[ACTIVITY]
Restate all of the entries exactly, dropping any pictures they hold.

[GIVEN DATA]
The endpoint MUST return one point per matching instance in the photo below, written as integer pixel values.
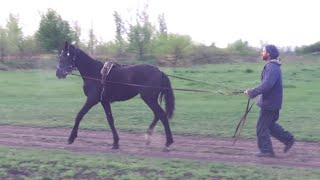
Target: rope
(241, 122)
(194, 80)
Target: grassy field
(38, 98)
(59, 164)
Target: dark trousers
(267, 126)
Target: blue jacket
(270, 89)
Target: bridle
(72, 66)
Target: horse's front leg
(86, 107)
(107, 110)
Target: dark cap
(272, 50)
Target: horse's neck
(88, 66)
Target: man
(270, 102)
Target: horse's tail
(167, 92)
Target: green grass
(58, 164)
(38, 98)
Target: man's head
(269, 52)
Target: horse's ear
(66, 44)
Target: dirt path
(303, 154)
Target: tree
(92, 43)
(120, 30)
(14, 35)
(162, 24)
(77, 33)
(3, 43)
(140, 35)
(53, 31)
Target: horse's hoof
(115, 146)
(166, 149)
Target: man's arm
(269, 80)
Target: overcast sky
(280, 22)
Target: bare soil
(210, 149)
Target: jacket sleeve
(270, 78)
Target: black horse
(123, 83)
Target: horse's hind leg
(107, 110)
(150, 129)
(86, 107)
(162, 115)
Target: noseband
(72, 65)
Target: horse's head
(66, 61)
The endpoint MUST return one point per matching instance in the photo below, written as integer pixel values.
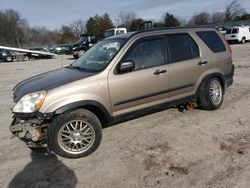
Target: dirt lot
(166, 149)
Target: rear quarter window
(212, 40)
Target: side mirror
(126, 66)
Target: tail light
(228, 45)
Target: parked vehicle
(6, 56)
(119, 78)
(238, 34)
(86, 42)
(38, 55)
(114, 32)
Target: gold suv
(119, 78)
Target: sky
(55, 13)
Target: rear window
(229, 31)
(182, 47)
(212, 40)
(234, 31)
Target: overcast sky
(54, 13)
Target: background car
(62, 49)
(6, 56)
(39, 56)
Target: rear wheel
(243, 40)
(76, 134)
(80, 53)
(211, 94)
(9, 59)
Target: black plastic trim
(154, 94)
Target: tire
(80, 53)
(9, 59)
(243, 40)
(211, 94)
(66, 134)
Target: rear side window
(234, 31)
(182, 47)
(212, 40)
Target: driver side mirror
(126, 66)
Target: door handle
(202, 63)
(158, 72)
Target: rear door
(186, 64)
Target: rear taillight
(228, 45)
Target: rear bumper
(229, 78)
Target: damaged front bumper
(31, 128)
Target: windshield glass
(99, 56)
(109, 33)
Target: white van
(238, 34)
(115, 31)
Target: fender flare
(97, 108)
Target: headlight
(30, 103)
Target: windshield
(83, 39)
(99, 56)
(109, 33)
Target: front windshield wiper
(76, 67)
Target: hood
(48, 81)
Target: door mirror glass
(126, 66)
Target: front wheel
(243, 40)
(76, 134)
(9, 59)
(211, 94)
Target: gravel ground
(166, 149)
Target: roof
(130, 34)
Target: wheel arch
(212, 75)
(95, 107)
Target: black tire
(243, 40)
(56, 130)
(9, 59)
(206, 96)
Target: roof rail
(146, 25)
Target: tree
(78, 28)
(135, 24)
(233, 10)
(159, 25)
(200, 19)
(126, 19)
(170, 20)
(98, 25)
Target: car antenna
(62, 61)
(146, 25)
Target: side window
(119, 32)
(182, 47)
(147, 53)
(212, 40)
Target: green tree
(98, 25)
(135, 24)
(234, 10)
(203, 18)
(171, 21)
(66, 35)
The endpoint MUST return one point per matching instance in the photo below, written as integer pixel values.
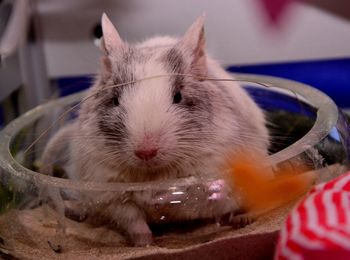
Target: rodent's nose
(146, 155)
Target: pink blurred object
(319, 227)
(275, 9)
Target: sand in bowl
(42, 233)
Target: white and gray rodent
(157, 129)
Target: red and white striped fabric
(319, 227)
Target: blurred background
(48, 47)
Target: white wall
(236, 30)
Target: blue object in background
(330, 76)
(70, 85)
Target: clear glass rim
(327, 117)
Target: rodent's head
(155, 124)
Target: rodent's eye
(115, 101)
(177, 97)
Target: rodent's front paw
(140, 234)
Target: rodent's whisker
(129, 83)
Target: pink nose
(146, 155)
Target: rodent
(157, 129)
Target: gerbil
(157, 129)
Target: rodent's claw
(237, 219)
(242, 220)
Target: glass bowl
(36, 212)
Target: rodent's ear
(111, 39)
(194, 41)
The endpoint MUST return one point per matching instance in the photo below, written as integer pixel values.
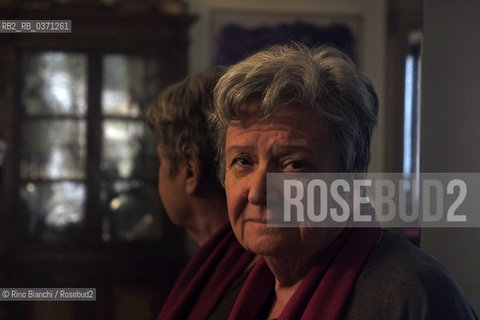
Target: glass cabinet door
(53, 145)
(53, 166)
(128, 160)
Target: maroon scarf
(206, 277)
(325, 288)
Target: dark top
(400, 282)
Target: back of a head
(179, 117)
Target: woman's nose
(257, 193)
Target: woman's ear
(192, 174)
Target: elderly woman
(292, 109)
(194, 199)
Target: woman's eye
(294, 165)
(242, 162)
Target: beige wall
(367, 17)
(450, 124)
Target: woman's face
(293, 140)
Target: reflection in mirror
(129, 84)
(128, 149)
(54, 212)
(53, 149)
(131, 211)
(54, 83)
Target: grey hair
(322, 80)
(179, 118)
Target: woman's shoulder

[OUTPUT]
The endpoint MUST return one point per matching instance in the photo below, written as integer pixel values.
Target: rope
(241, 122)
(194, 80)
Target: grassy field
(38, 98)
(59, 164)
Target: dark trousers
(267, 126)
Target: blue jacket
(270, 89)
Target: bridle
(72, 66)
Target: horse's front leg
(86, 107)
(107, 110)
Target: dark cap
(272, 50)
Target: horse's neck
(88, 66)
Target: man
(270, 102)
Target: horse's tail
(167, 92)
Target: green grass
(58, 164)
(38, 98)
Target: man's head
(269, 52)
Target: horse's ear
(66, 44)
Target: dirt path
(303, 154)
Target: tree
(92, 43)
(120, 30)
(14, 35)
(162, 24)
(77, 33)
(3, 43)
(140, 35)
(53, 31)
Target: horse's hoof
(115, 146)
(166, 149)
Target: man's arm
(269, 80)
Target: overcast sky
(280, 22)
Target: bare soil
(210, 149)
Target: jacket sleeve
(270, 78)
Target: black horse
(123, 83)
Target: horse's hind leg
(107, 110)
(150, 129)
(86, 107)
(162, 115)
Target: noseband
(72, 65)
Target: horse's head
(66, 61)
The endpoint MUST return one point per matching instance in the photo below, written as integer pixel values.
Target: dirt lot
(166, 149)
Target: rear quarter window
(212, 40)
Target: side mirror
(126, 66)
Target: tail light
(228, 45)
Target: parked vehicle
(6, 56)
(119, 78)
(238, 34)
(86, 42)
(38, 55)
(114, 32)
Target: gold suv
(119, 78)
Target: sky
(55, 13)
Target: rear window
(229, 31)
(182, 47)
(212, 40)
(234, 31)
Target: overcast sky
(54, 13)
Target: background car
(62, 49)
(6, 56)
(39, 56)
Target: rear wheel
(243, 40)
(76, 134)
(80, 53)
(211, 94)
(9, 59)
Target: black plastic trim
(154, 94)
Target: tire
(80, 53)
(9, 59)
(243, 40)
(211, 94)
(66, 134)
Target: rear side window
(234, 31)
(182, 47)
(212, 40)
Target: driver side mirror
(126, 66)
Target: door handle
(202, 63)
(158, 72)
Target: rear door
(186, 64)
Target: rear taillight
(228, 45)
Target: rear bumper
(229, 78)
Target: damaged front bumper
(31, 128)
Target: windshield glass
(99, 56)
(109, 33)
Target: white van
(238, 34)
(115, 31)
Target: fender flare
(97, 108)
Target: headlight
(30, 103)
Target: windshield
(83, 39)
(99, 56)
(109, 33)
Target: front windshield wiper
(76, 67)
Target: hood
(48, 81)
Target: door mirror glass
(126, 66)
Target: front wheel
(243, 40)
(76, 134)
(9, 59)
(211, 94)
Target: gravel ground
(166, 149)
Target: roof
(130, 34)
Target: wheel arch
(212, 75)
(95, 107)
Target: black tire
(243, 40)
(56, 130)
(9, 59)
(206, 96)
Target: roof rail
(146, 25)
Target: tree
(78, 28)
(135, 24)
(233, 10)
(159, 25)
(200, 19)
(126, 19)
(170, 20)
(98, 25)
Target: car antenna
(62, 61)
(146, 25)
Target: side window
(119, 32)
(182, 47)
(147, 53)
(212, 40)
Target: green tree
(98, 25)
(135, 24)
(234, 10)
(203, 18)
(171, 21)
(66, 35)
The endpoint MUST return one point per matching instance in the photo below, written as integer pixel values.
Target: rodent's nose
(146, 155)
Target: pink blurred object
(319, 227)
(275, 9)
Target: sand in bowl
(42, 233)
Target: white and gray rodent
(157, 129)
Target: red and white striped fabric
(319, 227)
Target: blurred background
(48, 47)
Target: white wall
(236, 30)
Target: blue object in background
(330, 76)
(70, 85)
Target: clear glass rim
(327, 117)
Target: rodent's head
(155, 124)
Target: rodent's eye
(115, 101)
(177, 97)
Target: rodent's front paw
(140, 234)
Target: rodent's whisker
(129, 83)
Target: pink nose
(146, 155)
Target: rodent
(157, 129)
Target: gerbil
(157, 129)
Target: rodent's claw
(237, 219)
(242, 220)
Target: glass bowl
(36, 212)
Target: rodent's ear
(111, 39)
(194, 41)
The endpoint MUST return one point per matching instance in the photo below, written as integer pixel values.
Target: glass cabinet door
(53, 145)
(53, 166)
(128, 160)
Target: maroon scarf
(206, 277)
(325, 288)
Target: dark top
(400, 282)
Target: back of a head
(179, 117)
Target: woman's nose
(257, 193)
Target: woman's ear
(192, 174)
Target: elderly woman
(292, 109)
(194, 199)
Target: woman's eye
(294, 165)
(242, 162)
Target: beige wall
(367, 17)
(450, 124)
Target: woman's face
(293, 140)
Target: reflection in mirror
(129, 84)
(128, 149)
(54, 212)
(53, 149)
(131, 211)
(54, 83)
Target: grey hair
(322, 80)
(179, 118)
Target: woman's shoulder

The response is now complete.